-KURAN
VE SÜNNETİN EMRETTİĞİ RABITA-
Bazıları tasavvufta tarif ve tavsiye
edilen rabıtayı tenkit etmekteler. Kimi bu tenkidin şiddetini artırıp rabıtaya şirk diyecek
kadar ileri gitmektedir. Acaba birisine göre ibadet, diğerine göre felaket olan bu rabıta nedir?
Tasavvufta
rabıta, terbiyenin temeli ve en büyük zikir sebebi görülürken, onu şirk gören kimse hangi delil ve mantıkla
bu sonuca varabiliyor?
Gerçekten şirke götüren bir rabıta çeşidi mevcut mudur? Rabıtanın
Kur’an ve Sünnet’te bir örneği, benzeri, delili ve tarifi var mıdır? İnsan terbiyesi için
rabıtanın gereği nedir? Bütün bunlar, cevap arayan sorulardır.
Aslında çözüm kolaydır.
Aramızda bir ihtilaf varsa, yapılacak iş hakeme gitmektir. Din işlerinde hakem Kur’an ve Sünnet’tir.
+===+
Görev 1:
"child" kelimesi satırlardan kaçında geçiyor? Büyük-küçük harf farkını gözet ve yalnızca sayıyı yaz.
Metin ile satırlar arasında hiçbir bağ yok.
+===+
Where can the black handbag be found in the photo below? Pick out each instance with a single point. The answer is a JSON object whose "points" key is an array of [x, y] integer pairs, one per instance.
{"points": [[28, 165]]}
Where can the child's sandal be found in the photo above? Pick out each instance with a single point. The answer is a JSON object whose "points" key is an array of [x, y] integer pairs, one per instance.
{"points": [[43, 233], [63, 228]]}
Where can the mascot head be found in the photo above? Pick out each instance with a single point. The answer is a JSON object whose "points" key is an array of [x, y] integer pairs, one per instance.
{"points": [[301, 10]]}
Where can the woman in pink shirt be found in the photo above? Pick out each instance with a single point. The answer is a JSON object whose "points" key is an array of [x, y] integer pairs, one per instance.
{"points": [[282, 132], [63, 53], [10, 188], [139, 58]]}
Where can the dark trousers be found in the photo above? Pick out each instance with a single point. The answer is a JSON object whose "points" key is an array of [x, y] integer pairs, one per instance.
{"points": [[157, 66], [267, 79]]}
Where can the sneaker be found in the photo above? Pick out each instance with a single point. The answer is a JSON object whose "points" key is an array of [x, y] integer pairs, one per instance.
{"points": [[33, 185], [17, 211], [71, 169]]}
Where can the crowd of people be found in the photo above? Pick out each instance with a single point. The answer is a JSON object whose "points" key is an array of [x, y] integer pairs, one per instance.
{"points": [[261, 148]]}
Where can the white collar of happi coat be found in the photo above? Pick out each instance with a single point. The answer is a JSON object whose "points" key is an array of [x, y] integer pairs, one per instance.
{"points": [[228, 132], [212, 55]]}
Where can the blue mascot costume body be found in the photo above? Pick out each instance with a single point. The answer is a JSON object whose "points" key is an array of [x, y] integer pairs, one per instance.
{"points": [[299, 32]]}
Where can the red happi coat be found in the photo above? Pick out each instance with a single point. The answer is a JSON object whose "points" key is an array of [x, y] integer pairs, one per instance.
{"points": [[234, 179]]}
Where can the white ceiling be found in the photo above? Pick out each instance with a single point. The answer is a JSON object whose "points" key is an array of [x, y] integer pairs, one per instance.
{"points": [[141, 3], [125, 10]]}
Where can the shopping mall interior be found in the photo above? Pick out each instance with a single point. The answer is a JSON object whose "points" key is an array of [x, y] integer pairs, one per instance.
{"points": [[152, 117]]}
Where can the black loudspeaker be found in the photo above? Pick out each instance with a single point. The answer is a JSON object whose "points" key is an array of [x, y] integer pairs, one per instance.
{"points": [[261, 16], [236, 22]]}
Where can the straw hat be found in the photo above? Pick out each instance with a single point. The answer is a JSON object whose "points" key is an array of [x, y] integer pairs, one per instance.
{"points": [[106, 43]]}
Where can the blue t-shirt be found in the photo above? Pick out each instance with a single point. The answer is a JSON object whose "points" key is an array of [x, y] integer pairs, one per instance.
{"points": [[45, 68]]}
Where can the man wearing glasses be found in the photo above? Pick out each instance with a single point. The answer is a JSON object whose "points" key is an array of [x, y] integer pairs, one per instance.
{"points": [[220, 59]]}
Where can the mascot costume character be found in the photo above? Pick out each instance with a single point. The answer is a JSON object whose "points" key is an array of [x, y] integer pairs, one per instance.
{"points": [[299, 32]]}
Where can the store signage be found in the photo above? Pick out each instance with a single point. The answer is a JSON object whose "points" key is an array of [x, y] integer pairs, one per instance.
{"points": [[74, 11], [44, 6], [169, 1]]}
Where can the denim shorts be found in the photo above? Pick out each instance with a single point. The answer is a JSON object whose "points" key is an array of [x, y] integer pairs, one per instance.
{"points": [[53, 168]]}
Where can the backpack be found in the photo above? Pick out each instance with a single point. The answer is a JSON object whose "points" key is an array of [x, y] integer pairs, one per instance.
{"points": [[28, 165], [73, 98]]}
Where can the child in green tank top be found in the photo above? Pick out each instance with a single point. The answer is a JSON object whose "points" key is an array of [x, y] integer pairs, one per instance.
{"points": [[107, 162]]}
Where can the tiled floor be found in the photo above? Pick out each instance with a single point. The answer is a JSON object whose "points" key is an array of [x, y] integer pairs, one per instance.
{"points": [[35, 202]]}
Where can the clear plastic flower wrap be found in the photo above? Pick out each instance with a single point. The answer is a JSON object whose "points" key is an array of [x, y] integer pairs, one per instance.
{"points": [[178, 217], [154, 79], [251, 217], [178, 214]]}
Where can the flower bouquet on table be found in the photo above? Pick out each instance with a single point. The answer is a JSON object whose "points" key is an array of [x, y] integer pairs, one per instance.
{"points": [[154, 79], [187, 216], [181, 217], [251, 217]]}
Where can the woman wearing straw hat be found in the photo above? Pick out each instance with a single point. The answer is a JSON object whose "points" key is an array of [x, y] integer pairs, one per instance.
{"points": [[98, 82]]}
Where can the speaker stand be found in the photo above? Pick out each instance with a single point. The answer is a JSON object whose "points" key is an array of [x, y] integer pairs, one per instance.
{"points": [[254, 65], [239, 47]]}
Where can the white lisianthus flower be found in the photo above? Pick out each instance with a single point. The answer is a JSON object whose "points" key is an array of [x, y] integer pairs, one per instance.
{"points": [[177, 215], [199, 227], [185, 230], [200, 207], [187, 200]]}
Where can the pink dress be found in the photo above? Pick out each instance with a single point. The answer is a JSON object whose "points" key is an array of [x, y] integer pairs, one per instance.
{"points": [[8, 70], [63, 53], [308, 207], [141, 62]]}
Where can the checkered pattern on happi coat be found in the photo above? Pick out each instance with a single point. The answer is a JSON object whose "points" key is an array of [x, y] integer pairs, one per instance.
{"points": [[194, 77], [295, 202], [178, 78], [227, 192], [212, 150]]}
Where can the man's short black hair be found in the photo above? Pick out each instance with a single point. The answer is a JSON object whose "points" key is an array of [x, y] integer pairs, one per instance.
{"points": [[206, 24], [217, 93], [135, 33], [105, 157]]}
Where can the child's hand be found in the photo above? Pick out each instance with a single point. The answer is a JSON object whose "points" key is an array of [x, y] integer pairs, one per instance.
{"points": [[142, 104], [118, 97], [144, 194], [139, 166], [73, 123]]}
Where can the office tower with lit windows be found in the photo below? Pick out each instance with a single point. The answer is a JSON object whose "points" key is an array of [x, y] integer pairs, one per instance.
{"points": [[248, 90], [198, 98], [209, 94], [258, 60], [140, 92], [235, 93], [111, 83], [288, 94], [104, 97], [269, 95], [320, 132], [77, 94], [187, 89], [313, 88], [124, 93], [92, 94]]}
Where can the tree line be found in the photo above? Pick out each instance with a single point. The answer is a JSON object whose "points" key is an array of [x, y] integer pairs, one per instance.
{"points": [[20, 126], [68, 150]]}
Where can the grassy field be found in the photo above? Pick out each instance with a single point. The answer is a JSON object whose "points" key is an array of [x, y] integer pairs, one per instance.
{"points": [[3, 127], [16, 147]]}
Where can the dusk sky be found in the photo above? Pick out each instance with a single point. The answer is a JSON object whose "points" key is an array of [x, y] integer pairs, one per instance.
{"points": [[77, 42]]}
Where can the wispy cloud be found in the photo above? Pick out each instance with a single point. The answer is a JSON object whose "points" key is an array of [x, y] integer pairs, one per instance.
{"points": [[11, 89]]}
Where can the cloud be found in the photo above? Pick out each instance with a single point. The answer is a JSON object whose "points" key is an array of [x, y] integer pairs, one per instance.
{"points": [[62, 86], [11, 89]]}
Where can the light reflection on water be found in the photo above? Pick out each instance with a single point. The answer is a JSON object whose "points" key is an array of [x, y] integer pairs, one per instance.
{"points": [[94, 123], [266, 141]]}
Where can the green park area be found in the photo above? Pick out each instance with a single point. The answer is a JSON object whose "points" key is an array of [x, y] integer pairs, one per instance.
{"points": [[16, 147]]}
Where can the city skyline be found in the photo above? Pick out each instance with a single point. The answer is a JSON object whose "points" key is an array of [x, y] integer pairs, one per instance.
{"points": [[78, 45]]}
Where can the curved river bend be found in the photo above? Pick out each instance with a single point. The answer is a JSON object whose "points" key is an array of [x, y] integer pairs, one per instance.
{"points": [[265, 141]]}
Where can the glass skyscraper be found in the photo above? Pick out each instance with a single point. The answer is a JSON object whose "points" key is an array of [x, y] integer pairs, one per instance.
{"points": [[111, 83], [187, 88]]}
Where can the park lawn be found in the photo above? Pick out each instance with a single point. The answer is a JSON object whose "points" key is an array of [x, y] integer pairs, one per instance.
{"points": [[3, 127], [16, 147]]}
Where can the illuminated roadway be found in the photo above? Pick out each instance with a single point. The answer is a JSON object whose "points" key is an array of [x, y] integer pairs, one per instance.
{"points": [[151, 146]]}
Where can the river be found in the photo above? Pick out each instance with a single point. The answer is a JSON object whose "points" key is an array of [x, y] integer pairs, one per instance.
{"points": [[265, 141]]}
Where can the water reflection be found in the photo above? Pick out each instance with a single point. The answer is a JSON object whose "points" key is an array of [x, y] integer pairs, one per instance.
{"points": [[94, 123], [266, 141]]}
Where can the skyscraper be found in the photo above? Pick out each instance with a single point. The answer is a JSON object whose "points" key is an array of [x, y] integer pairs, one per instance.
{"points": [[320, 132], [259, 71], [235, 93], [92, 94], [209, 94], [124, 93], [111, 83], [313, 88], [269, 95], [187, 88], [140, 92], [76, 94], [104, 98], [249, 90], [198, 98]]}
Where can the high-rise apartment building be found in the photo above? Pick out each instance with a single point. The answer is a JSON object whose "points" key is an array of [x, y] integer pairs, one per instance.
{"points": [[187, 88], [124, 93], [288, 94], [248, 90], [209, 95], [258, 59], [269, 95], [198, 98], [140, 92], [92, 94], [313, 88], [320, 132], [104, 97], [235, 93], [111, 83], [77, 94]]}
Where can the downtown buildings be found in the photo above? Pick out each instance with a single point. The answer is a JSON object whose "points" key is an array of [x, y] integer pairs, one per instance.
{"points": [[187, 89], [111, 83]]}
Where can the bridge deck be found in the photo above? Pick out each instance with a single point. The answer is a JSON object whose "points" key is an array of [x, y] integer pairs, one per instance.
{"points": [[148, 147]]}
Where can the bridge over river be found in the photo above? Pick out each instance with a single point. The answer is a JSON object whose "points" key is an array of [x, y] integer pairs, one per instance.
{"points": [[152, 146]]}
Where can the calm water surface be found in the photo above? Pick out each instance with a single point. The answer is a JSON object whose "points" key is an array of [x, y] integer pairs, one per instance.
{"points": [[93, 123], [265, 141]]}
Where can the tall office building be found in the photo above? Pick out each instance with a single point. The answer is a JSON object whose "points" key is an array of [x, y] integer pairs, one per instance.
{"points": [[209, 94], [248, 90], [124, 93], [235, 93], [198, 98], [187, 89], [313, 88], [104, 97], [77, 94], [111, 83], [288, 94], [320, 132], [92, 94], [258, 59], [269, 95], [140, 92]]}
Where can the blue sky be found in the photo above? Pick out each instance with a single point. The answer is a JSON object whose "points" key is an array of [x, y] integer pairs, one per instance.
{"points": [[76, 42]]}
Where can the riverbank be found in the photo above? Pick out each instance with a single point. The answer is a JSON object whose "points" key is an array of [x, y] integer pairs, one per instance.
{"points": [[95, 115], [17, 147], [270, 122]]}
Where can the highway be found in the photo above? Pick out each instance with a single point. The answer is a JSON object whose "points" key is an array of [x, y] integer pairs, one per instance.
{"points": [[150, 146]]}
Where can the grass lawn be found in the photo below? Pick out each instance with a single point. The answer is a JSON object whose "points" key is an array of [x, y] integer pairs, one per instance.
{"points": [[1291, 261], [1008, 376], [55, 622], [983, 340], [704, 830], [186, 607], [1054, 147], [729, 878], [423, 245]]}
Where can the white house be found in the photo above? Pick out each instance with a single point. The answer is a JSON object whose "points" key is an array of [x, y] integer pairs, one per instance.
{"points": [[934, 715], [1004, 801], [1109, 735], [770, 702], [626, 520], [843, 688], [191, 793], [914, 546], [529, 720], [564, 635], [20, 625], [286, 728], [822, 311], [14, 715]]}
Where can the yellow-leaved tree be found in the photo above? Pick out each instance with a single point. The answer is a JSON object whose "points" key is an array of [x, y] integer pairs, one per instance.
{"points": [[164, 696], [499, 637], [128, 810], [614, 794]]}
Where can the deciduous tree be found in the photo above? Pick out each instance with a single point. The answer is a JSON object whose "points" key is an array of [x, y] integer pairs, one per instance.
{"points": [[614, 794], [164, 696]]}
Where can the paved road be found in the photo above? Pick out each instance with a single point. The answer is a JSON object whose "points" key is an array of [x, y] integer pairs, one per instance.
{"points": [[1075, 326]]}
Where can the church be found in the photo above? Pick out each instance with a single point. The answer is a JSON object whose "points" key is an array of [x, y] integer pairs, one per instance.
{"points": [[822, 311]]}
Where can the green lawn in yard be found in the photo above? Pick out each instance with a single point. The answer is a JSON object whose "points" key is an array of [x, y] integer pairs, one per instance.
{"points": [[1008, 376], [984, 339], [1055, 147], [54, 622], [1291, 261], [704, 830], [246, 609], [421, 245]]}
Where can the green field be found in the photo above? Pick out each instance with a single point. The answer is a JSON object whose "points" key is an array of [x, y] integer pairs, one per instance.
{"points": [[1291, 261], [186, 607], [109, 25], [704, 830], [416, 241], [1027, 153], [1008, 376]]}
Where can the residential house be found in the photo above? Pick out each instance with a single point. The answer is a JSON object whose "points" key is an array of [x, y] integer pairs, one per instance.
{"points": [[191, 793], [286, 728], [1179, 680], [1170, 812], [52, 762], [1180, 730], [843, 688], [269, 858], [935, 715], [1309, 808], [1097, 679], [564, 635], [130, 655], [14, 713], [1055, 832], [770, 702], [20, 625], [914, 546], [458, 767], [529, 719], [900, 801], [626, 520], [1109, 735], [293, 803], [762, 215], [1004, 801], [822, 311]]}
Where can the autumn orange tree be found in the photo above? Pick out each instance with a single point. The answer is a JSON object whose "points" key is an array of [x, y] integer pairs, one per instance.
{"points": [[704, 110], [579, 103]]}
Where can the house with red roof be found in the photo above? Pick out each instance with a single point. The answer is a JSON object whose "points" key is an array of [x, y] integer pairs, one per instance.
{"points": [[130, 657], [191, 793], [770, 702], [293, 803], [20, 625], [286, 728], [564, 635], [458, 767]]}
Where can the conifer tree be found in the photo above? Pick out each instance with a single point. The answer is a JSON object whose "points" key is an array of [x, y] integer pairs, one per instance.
+===+
Görev 2:
Metne göre din işlerinde hakem nedir?

Beklenen çıktı 1:
3

Beklenen çıktı 2:
Kur’an ve Sünnet.